## What is required
Rewrite the stretch from the line containing "of the silver" through the line containing "x=379, y=169", swapping "silver" for "gold" and keeping everything else unchanged.

Entries from a point annotation set:
────────────────────

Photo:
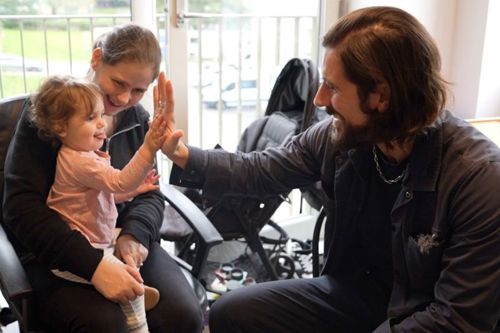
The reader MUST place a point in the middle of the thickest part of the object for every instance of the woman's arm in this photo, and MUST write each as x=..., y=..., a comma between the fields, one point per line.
x=142, y=217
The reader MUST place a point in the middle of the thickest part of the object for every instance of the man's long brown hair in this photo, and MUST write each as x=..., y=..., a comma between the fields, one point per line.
x=386, y=44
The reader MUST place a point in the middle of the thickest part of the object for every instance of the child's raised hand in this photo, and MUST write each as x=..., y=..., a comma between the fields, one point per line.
x=149, y=182
x=155, y=137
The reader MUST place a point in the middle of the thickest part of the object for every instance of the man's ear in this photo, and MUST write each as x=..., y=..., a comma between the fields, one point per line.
x=96, y=58
x=380, y=98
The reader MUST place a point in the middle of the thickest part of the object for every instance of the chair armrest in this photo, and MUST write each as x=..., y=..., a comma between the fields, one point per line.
x=208, y=236
x=315, y=242
x=13, y=280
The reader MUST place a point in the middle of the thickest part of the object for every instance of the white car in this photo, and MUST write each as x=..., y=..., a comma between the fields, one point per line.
x=230, y=95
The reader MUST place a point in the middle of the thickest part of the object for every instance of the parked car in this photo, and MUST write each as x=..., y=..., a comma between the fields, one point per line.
x=229, y=94
x=14, y=63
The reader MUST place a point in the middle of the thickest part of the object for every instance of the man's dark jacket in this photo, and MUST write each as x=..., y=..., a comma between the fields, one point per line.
x=449, y=199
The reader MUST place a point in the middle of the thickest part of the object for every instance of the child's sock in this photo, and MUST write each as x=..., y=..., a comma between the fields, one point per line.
x=151, y=297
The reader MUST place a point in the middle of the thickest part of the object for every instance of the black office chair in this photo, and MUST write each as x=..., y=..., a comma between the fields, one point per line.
x=14, y=283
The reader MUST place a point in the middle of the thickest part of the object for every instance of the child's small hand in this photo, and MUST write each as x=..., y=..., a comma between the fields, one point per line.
x=148, y=184
x=155, y=137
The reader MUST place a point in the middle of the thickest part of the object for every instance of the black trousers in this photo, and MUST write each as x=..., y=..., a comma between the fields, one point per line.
x=316, y=305
x=68, y=307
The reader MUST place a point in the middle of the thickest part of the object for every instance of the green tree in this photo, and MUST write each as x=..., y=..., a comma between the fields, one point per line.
x=17, y=7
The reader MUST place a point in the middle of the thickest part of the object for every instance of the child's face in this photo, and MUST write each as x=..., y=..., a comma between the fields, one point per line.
x=85, y=132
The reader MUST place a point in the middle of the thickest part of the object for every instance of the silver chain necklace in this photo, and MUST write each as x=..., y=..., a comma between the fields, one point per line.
x=379, y=169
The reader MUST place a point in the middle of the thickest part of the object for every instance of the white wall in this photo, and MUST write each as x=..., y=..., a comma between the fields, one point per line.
x=467, y=55
x=489, y=86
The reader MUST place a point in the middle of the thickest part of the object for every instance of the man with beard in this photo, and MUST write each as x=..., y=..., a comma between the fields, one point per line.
x=412, y=237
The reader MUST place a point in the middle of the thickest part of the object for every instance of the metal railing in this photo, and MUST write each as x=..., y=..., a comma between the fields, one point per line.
x=247, y=50
x=221, y=48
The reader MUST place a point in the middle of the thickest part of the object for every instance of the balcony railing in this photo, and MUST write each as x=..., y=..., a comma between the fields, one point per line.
x=242, y=51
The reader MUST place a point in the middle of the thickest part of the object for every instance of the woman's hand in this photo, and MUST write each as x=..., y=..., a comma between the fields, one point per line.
x=118, y=282
x=163, y=97
x=129, y=250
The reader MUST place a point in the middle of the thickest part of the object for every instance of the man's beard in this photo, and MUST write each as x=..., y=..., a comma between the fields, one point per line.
x=346, y=136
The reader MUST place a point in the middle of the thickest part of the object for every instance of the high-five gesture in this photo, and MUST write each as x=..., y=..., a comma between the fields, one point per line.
x=163, y=97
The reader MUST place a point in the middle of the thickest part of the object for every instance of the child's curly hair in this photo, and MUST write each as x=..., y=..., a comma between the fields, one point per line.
x=59, y=98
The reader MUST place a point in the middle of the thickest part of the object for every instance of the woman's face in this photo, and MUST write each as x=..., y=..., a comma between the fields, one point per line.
x=123, y=84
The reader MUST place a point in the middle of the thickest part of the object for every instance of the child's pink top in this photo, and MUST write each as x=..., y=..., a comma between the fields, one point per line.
x=83, y=189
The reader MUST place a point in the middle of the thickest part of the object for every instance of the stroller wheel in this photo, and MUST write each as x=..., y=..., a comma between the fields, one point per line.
x=284, y=265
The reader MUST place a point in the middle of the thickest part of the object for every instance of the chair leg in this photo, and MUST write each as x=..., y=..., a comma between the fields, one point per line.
x=256, y=246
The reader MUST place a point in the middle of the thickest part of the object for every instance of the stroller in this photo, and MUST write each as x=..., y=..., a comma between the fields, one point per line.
x=290, y=111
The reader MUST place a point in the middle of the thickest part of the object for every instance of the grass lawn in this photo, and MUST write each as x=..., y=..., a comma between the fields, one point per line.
x=57, y=41
x=13, y=83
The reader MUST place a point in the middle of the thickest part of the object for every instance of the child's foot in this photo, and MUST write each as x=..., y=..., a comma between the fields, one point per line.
x=151, y=297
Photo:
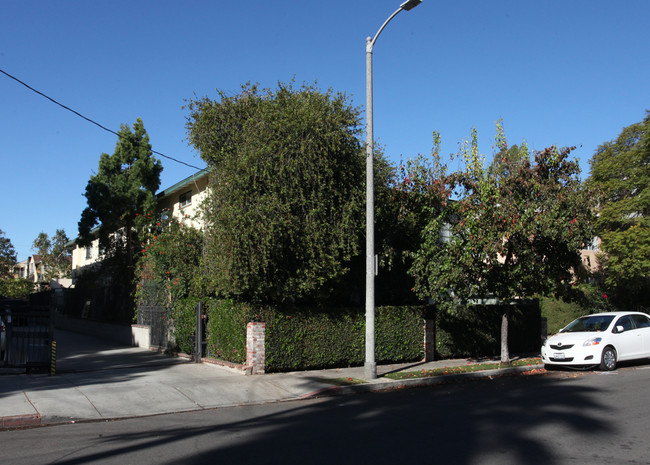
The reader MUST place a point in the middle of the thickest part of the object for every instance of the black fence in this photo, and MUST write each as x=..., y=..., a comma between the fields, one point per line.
x=27, y=335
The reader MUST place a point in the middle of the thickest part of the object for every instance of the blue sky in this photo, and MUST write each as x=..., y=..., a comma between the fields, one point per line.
x=557, y=72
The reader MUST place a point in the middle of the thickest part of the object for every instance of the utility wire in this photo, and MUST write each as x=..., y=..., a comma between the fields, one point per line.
x=91, y=121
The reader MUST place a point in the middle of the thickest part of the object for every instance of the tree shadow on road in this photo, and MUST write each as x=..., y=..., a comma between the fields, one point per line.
x=489, y=421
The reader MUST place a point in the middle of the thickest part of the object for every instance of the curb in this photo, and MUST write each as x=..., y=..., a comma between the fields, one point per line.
x=385, y=384
x=20, y=421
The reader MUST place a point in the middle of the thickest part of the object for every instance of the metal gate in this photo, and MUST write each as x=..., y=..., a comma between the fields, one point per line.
x=28, y=335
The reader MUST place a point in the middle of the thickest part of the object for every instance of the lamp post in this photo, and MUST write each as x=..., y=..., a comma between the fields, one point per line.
x=370, y=367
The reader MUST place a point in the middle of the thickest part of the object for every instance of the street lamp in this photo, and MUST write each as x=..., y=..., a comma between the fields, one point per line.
x=370, y=367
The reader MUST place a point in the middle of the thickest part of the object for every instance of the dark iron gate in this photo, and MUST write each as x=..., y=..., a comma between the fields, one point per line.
x=28, y=336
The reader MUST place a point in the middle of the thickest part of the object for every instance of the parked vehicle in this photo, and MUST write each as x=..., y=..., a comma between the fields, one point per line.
x=601, y=339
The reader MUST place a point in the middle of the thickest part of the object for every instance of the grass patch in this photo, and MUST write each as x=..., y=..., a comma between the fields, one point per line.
x=460, y=369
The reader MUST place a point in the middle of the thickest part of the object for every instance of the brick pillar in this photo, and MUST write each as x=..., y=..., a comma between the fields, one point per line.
x=429, y=340
x=255, y=348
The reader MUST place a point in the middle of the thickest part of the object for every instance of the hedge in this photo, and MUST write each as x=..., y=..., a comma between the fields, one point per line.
x=307, y=338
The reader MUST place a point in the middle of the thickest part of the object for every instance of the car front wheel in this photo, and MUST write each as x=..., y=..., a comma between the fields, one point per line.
x=608, y=360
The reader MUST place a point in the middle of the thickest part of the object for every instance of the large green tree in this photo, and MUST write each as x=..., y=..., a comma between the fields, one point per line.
x=287, y=206
x=620, y=173
x=510, y=232
x=121, y=195
x=54, y=253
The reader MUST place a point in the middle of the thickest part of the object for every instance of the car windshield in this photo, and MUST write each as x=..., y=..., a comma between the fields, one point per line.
x=589, y=323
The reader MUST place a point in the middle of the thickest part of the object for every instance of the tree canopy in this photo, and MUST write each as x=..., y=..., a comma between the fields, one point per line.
x=121, y=201
x=620, y=173
x=122, y=191
x=513, y=231
x=54, y=254
x=287, y=206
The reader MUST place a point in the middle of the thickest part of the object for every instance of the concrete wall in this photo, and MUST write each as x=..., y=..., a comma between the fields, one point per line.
x=134, y=335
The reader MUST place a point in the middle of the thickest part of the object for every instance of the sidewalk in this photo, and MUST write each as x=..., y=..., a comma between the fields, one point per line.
x=97, y=380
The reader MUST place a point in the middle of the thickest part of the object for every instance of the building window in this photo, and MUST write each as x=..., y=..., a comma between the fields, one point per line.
x=445, y=233
x=185, y=199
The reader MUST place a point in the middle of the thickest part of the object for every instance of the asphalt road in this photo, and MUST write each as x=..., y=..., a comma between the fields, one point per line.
x=553, y=418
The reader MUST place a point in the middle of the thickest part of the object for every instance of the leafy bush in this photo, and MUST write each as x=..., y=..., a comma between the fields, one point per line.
x=16, y=288
x=183, y=318
x=226, y=330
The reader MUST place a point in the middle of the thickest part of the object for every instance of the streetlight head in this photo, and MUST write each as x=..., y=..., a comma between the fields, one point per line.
x=409, y=4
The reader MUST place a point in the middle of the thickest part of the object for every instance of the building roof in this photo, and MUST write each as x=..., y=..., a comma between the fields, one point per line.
x=184, y=183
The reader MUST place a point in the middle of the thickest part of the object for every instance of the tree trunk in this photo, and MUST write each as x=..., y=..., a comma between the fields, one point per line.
x=505, y=353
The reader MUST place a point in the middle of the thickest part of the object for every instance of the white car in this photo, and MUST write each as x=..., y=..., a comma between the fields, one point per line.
x=601, y=339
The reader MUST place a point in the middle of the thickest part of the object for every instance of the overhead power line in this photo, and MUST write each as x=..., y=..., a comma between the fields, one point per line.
x=90, y=120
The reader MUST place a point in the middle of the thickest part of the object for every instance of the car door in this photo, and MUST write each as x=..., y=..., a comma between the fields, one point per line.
x=643, y=326
x=628, y=341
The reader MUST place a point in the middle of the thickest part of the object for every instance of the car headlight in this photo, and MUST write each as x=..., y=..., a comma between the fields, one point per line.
x=593, y=341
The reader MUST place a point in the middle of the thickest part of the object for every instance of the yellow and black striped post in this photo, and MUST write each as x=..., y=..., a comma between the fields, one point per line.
x=53, y=359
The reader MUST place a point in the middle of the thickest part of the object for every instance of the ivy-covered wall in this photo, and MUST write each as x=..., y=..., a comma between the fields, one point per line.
x=304, y=338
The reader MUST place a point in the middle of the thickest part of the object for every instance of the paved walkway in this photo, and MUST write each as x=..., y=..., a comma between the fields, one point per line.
x=97, y=380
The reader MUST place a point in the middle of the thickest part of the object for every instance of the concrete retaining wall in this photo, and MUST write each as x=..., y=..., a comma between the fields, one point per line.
x=134, y=335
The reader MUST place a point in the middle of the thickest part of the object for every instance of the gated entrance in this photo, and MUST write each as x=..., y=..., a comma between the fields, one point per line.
x=28, y=332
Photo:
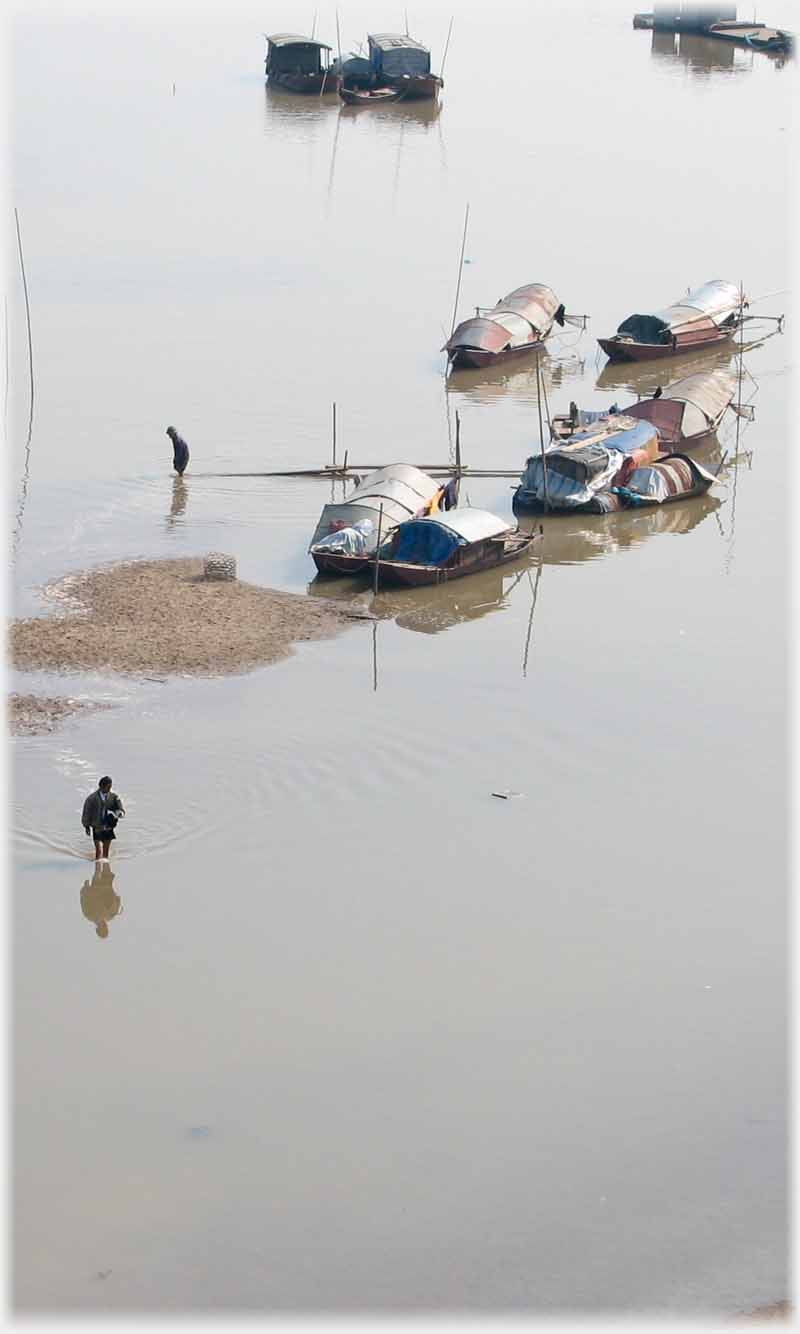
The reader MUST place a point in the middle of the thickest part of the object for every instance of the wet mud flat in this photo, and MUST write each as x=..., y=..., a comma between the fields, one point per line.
x=167, y=616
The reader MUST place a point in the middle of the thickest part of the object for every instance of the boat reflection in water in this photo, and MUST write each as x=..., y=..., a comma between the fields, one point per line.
x=99, y=902
x=700, y=55
x=390, y=114
x=435, y=606
x=491, y=383
x=286, y=108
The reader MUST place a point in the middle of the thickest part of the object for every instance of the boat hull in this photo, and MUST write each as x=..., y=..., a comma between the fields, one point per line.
x=528, y=503
x=418, y=87
x=618, y=351
x=375, y=98
x=476, y=358
x=316, y=83
x=395, y=572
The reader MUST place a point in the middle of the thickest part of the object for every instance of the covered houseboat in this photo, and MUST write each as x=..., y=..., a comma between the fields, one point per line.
x=299, y=64
x=448, y=546
x=346, y=536
x=700, y=319
x=606, y=464
x=399, y=62
x=518, y=323
x=686, y=415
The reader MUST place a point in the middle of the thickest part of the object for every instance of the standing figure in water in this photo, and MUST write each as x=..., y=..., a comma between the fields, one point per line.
x=100, y=814
x=180, y=451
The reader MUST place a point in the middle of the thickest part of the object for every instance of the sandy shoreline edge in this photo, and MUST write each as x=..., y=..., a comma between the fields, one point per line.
x=164, y=616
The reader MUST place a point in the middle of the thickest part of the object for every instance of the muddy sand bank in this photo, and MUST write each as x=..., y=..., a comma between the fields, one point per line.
x=166, y=616
x=35, y=715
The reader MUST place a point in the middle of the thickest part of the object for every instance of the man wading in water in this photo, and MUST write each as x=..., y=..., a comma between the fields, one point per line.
x=102, y=810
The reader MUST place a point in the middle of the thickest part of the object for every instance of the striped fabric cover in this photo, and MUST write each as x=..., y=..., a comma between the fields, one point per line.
x=662, y=480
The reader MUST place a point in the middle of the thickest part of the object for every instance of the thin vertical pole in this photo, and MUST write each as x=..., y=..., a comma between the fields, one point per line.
x=446, y=50
x=378, y=550
x=535, y=591
x=542, y=435
x=28, y=320
x=550, y=426
x=460, y=270
x=375, y=655
x=7, y=371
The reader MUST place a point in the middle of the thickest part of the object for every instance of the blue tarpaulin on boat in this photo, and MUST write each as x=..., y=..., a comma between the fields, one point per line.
x=626, y=442
x=424, y=543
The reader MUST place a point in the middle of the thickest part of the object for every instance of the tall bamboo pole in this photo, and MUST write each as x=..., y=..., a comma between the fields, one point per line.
x=542, y=435
x=460, y=270
x=378, y=551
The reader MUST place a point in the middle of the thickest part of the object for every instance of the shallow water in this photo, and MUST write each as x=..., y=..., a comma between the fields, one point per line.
x=363, y=1035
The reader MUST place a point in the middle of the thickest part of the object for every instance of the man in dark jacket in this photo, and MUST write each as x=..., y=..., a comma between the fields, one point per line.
x=102, y=810
x=180, y=451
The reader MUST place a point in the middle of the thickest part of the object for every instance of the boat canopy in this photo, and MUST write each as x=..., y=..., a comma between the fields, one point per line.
x=706, y=308
x=394, y=55
x=688, y=407
x=710, y=392
x=431, y=540
x=291, y=39
x=400, y=488
x=523, y=316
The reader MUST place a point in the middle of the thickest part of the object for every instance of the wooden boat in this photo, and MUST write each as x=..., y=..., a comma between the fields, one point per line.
x=296, y=63
x=399, y=62
x=755, y=35
x=686, y=415
x=370, y=96
x=606, y=463
x=516, y=324
x=448, y=546
x=672, y=476
x=704, y=318
x=346, y=536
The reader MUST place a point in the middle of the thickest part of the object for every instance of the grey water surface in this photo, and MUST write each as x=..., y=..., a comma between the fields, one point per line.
x=360, y=1035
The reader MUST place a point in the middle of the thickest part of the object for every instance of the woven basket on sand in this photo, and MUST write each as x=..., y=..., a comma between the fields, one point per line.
x=218, y=566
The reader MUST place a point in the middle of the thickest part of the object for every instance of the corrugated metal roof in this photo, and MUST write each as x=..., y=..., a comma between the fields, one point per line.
x=534, y=303
x=395, y=40
x=291, y=39
x=468, y=523
x=714, y=300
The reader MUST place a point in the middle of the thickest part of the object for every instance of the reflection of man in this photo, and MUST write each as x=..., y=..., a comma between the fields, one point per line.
x=98, y=899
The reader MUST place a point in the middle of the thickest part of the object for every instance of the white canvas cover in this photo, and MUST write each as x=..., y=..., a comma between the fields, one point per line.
x=536, y=303
x=716, y=299
x=519, y=328
x=468, y=523
x=710, y=392
x=400, y=488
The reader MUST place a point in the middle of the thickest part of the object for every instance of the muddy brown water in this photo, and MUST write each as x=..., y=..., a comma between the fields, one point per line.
x=444, y=1051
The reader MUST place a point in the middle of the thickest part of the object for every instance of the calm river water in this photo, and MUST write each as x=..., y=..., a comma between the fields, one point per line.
x=363, y=1037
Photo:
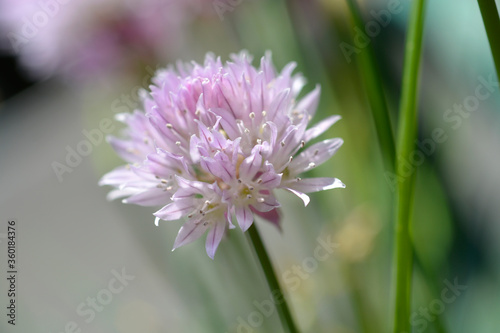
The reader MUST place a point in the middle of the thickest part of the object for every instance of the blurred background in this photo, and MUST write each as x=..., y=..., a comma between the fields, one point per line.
x=68, y=65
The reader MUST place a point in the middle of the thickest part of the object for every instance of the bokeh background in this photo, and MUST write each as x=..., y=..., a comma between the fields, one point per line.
x=86, y=60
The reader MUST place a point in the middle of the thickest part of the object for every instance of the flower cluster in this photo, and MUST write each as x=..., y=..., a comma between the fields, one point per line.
x=216, y=141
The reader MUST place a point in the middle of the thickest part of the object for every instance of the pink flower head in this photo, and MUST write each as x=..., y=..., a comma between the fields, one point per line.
x=215, y=141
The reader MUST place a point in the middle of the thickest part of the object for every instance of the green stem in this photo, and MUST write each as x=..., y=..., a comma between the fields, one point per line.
x=371, y=78
x=406, y=184
x=281, y=303
x=491, y=21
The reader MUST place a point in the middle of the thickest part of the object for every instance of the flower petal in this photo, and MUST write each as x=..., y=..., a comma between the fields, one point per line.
x=320, y=128
x=314, y=156
x=305, y=198
x=251, y=165
x=273, y=216
x=189, y=232
x=214, y=237
x=176, y=210
x=244, y=217
x=151, y=197
x=309, y=185
x=310, y=101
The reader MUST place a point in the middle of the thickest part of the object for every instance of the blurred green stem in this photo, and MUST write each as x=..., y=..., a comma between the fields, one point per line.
x=370, y=77
x=279, y=298
x=491, y=21
x=406, y=176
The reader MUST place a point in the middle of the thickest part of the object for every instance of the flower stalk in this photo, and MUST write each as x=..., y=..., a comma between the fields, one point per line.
x=267, y=267
x=491, y=20
x=407, y=135
x=371, y=78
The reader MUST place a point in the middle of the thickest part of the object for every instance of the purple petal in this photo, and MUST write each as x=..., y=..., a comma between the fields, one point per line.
x=320, y=128
x=251, y=165
x=176, y=210
x=267, y=205
x=152, y=197
x=314, y=156
x=244, y=217
x=310, y=101
x=117, y=177
x=309, y=185
x=273, y=216
x=189, y=232
x=305, y=198
x=214, y=237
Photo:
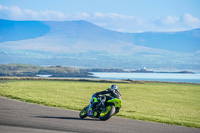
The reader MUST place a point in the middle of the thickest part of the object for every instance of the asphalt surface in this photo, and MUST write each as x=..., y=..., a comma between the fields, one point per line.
x=20, y=117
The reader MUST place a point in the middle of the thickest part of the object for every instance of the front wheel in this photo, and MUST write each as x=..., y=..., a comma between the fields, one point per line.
x=83, y=113
x=107, y=113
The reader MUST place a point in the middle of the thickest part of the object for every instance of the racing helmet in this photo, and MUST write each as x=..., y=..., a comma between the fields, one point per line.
x=114, y=87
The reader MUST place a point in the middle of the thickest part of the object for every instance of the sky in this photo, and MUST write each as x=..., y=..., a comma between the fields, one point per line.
x=119, y=15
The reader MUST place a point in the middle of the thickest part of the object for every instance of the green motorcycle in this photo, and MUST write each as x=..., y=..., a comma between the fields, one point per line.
x=103, y=112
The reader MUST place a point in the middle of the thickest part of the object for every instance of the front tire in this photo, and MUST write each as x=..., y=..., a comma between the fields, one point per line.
x=83, y=113
x=109, y=112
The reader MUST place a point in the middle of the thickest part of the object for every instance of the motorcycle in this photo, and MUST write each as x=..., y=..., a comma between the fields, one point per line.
x=99, y=108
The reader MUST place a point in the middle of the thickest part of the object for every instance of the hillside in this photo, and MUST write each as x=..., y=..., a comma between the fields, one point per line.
x=83, y=44
x=23, y=70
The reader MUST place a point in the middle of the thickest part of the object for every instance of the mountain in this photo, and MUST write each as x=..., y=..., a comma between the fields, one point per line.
x=83, y=44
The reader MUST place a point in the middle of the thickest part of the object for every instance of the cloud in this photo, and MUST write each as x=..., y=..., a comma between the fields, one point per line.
x=113, y=21
x=188, y=19
x=17, y=13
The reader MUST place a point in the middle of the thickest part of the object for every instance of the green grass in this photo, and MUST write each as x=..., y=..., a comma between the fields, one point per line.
x=177, y=104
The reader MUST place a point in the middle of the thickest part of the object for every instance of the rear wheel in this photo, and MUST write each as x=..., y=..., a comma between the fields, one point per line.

────────────────────

## Correct answer
The reader MUST place a point in the middle of the thickest part of the object for every instance of the gold chain necklace in this photo, and MUST write each as x=..., y=..., a comma between the fields, one point per line.
x=379, y=169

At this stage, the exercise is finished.